§ Problem to solve
Find every line in the records below that contains the word "animal" and copy each of those lines.

§ Dataset excerpt
^^^^^^^^^^^^^^^^

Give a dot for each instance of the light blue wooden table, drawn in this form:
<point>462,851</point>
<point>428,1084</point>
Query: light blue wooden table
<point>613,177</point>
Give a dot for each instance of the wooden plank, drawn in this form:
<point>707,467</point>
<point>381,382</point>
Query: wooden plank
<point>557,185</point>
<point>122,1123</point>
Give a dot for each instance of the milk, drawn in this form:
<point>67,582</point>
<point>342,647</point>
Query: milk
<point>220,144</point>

^^^^^^^^^^^^^^^^

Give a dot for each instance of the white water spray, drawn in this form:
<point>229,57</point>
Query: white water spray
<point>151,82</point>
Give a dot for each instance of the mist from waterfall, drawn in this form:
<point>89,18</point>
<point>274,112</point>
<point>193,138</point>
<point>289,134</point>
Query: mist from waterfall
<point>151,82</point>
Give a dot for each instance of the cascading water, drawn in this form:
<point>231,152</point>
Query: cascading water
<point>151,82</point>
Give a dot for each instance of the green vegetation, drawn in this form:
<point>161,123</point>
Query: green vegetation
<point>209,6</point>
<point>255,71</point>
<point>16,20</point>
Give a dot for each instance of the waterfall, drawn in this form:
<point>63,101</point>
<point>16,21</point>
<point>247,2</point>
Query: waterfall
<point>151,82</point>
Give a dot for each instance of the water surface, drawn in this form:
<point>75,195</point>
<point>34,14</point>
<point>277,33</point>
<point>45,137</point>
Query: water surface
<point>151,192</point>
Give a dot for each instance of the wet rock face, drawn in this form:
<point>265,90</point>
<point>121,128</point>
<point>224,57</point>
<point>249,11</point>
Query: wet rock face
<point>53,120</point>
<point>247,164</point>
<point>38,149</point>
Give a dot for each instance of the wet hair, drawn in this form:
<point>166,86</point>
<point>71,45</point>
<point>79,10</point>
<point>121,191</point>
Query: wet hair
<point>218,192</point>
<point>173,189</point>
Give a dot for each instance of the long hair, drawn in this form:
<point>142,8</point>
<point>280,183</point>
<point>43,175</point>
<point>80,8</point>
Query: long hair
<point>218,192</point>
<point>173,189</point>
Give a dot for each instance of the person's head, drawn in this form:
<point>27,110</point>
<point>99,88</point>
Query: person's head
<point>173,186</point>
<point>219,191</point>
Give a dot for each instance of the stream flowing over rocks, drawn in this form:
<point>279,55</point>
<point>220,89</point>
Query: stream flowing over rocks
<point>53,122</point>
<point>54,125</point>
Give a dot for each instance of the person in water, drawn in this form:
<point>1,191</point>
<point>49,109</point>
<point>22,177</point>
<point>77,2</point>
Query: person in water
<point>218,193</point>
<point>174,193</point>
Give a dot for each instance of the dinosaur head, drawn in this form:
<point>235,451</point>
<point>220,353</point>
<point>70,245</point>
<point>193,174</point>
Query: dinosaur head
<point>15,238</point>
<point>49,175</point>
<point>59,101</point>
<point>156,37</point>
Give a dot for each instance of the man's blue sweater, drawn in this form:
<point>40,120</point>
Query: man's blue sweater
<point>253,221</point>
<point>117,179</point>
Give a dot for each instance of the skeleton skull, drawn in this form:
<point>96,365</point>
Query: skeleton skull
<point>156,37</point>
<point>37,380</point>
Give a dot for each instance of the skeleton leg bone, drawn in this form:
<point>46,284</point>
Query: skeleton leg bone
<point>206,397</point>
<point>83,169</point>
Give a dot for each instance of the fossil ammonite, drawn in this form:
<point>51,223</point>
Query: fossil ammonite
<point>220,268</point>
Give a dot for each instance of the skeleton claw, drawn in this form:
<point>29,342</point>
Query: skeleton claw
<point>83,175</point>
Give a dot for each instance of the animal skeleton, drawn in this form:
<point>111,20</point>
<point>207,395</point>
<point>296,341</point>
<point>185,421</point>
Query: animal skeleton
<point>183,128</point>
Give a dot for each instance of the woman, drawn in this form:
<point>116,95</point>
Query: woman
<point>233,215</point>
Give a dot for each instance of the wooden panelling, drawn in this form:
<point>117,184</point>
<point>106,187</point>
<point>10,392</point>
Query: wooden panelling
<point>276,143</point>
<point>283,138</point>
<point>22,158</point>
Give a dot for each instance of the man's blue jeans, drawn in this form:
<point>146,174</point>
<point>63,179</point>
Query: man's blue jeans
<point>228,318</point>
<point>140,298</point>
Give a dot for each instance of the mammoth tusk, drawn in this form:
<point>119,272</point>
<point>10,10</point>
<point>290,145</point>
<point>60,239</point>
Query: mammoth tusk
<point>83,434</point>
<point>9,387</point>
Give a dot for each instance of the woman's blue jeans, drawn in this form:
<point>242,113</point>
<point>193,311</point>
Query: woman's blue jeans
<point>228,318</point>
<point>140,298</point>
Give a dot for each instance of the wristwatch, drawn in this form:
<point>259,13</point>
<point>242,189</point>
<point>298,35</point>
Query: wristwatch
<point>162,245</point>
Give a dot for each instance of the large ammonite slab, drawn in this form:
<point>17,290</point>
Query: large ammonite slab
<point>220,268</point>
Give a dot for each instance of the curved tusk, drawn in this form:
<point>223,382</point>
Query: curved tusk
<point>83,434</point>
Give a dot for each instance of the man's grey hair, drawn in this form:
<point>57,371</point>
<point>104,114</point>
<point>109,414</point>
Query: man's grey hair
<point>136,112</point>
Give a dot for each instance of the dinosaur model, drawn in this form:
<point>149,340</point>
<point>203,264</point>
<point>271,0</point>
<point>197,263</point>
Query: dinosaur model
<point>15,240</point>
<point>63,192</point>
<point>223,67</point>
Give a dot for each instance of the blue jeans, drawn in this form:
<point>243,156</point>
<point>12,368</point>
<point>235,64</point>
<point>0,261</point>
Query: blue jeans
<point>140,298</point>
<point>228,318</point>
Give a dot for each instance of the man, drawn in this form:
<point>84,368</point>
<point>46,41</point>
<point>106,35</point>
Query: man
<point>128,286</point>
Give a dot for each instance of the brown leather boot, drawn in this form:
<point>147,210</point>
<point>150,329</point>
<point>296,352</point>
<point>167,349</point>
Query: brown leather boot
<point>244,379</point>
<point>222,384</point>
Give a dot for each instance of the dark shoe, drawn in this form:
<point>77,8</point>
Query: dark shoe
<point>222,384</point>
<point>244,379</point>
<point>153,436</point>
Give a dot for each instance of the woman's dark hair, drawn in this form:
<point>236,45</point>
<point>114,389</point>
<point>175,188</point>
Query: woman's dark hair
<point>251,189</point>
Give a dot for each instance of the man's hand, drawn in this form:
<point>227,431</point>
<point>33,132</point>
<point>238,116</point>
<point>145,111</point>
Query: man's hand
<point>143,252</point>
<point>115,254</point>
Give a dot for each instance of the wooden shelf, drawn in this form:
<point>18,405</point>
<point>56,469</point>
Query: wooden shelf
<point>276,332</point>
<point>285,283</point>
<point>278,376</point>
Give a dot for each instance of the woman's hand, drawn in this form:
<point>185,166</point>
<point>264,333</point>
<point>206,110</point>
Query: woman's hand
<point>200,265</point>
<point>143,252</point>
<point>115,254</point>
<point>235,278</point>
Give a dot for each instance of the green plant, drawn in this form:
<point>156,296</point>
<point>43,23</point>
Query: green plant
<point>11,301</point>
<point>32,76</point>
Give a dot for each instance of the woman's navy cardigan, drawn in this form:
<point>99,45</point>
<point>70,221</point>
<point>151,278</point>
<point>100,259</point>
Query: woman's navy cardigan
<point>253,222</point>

^^^^^^^^^^^^^^^^

§ Full answer
Give a dot for each instance of the animal skeleton, drawn in this form:
Query: animal skeleton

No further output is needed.